- _GOAL A_
List each kind of livestock, with its count, that the first post of the Biocube forum thread proposes for the 29G Biocube.
- _GOAL B_
Rewrite the passage of the Biocube forum thread from "Let me know" to "get another batch.", replacing "cartridge filter" with "sponge filter".

- _READING PASSAGE_
_ _ _ _
# 29G Biocube stocking list



## igot2gats (Aug 12, 2010)

29G Biocube planted:

6 Blue Neon Tetras

6 Neon Danios

3 Cherry Barbs

2 Red Cherry Shrimp

Thoughts?


----------



## mk4gti (Jun 15, 2010)

More red cherry shrimp? Were they like 5$ each at ur LFS? i had that problem but i just ordered a ton online and split them up in most of my tanks. Maybe some otos or corys? So far i bet it looks really good.


----------



## igot2gats (Aug 12, 2010)

mk4gti said:


> More red cherry shrimp? Were they like 5$ each at ur LFS? i had that problem but i just ordered a ton online and split them up in most of my tanks. Maybe some otos or corys? So far i bet it looks really good.


I don't have this livestock in my tank yet. I guess I should have said that this is my proposal.

I've heard Otos are good algae eaters, but I want to maximize color. Otos & Corys don't fit the bill for color, IMO.

I guess I'm asking if anyone thinks there's anything wrong with the list?


----------



## mk4gti (Jun 15, 2010)

Lol there arent really many algea eaters that are very colorful. Shrimp will eat algea but u really want an oto or 2 becuase they are the best working algea eater in my oppinion. I would get some bottom feeders though, panda and emrald corys are awsome. Dont judge a fish by its color.... i beleive thats called racism.....


----------



## FearsomeB (Sep 3, 2010)

Let me know how that stocking list works out for you. I have a 14 gallon biocube that is well planted with 3 freshwater claims, 3 platies, 2 mollies and 3 otos. I recently tried to add 8 cherry shrimp but, for whatever reason, within 24 hours all of the shrimp wound up dead or drowned on top of the grate above the biofilter chamber in the back. They got past the cartridge filter in the first chamber somehow. I'm trying to think of how to prevent that from happening again if I get another batch.


----------



## igot2gats (Aug 12, 2010)

I think I'm not going to go with the Cherry Shrimp. I'm now sold on Otos. So, it'll be 2 Otos as my clean up crew.


----------



## mk4gti (Jun 15, 2010)

Get em both, shrimp have a minimal effect on ur bioload and dont need to count them towards your stocking list.


----------



## fisfan (Mar 24, 2010)

I think oto-cats are the right move. I have a 15gal with mexican beach pebbles as the hardscape. Before the otos I had serious problems with Brown Diatom Algae. Two days after I got my otos my whole tank is clean. As a bonus they are so active and alot of fun to watch.


----------



## littlefish (Aug 4, 2010)

Is a good choice.


----------
_ _ _ _
- _DATASET EXTRACT_
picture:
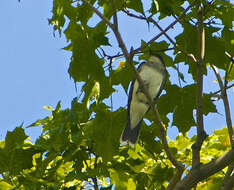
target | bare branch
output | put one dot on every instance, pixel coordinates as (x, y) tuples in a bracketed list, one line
_ _ _ _
- _COMPLETE RESPONSE A_
- 6 Blue Neon Tetras
- 6 Neon Danios
- 3 Cherry Barbs
- 2 Red Cherry Shrimp

- _COMPLETE RESPONSE B_
Let me know how that stocking list works out for you. I have a 14 gallon biocube that is well planted with 3 freshwater claims, 3 platies, 2 mollies and 3 otos. I recently tried to add 8 cherry shrimp but, for whatever reason, within 24 hours all of the shrimp wound up dead or drowned on top of the grate above the biofilter chamber in the back. They got past the sponge filter in the first chamber somehow. I'm trying to think of how to prevent that from happening again if I get another batch.